**What is expected:**
Return exactly the span of lines that opens with the line containing "Target: dining table" and closes with the last line of the data, inclusive.

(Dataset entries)
*** Begin section ***

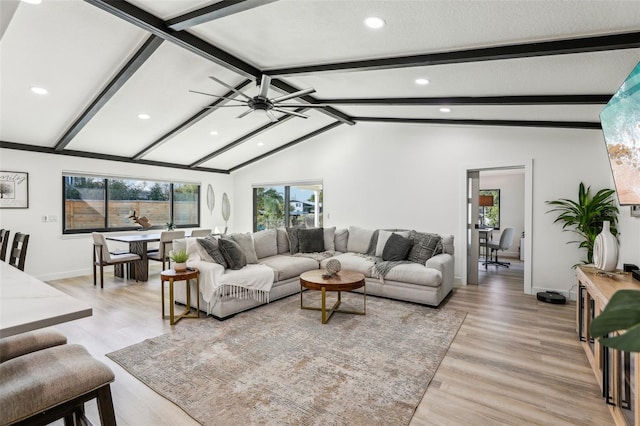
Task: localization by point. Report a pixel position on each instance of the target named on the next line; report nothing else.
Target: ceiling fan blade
(301, 105)
(244, 114)
(264, 85)
(229, 87)
(294, 95)
(225, 106)
(219, 97)
(297, 114)
(272, 117)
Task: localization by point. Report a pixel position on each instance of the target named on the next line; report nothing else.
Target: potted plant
(622, 314)
(586, 216)
(180, 258)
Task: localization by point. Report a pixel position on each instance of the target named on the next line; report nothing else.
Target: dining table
(27, 303)
(138, 244)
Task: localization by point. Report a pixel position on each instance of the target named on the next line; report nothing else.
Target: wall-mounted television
(620, 121)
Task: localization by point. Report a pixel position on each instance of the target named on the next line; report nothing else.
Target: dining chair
(4, 243)
(165, 246)
(18, 253)
(506, 239)
(102, 257)
(200, 232)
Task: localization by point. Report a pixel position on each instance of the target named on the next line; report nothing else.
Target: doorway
(509, 188)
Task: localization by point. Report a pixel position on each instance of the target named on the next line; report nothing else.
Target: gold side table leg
(162, 288)
(198, 293)
(324, 305)
(171, 302)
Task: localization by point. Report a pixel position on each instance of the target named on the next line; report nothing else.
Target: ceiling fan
(261, 102)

*** End section ***

**Result of this exercise:**
Target: dining table
(27, 303)
(138, 244)
Task: localization by point. Report a pixel position on each instance of the target named on the next line; report nothing else.
Target: wall-mounted television
(620, 121)
Task: localization by point. Report a pixel position on each instance of the target named on the next line; report nothing else.
Target: dining chair
(4, 243)
(165, 246)
(18, 253)
(506, 239)
(102, 257)
(200, 232)
Task: localization by point. Report a pixel position on each instance of the target named on the next line; report nothing else.
Target: doorway
(509, 188)
Task: localization by point. Report a pixel position on each instance of the target named on the next line; report nothing else.
Target: gold side table leg
(162, 288)
(198, 293)
(324, 305)
(171, 302)
Task: localization by point. Report a pixel position on each instance of the target named on the next line; report nothing else.
Target: ceiling fan
(261, 102)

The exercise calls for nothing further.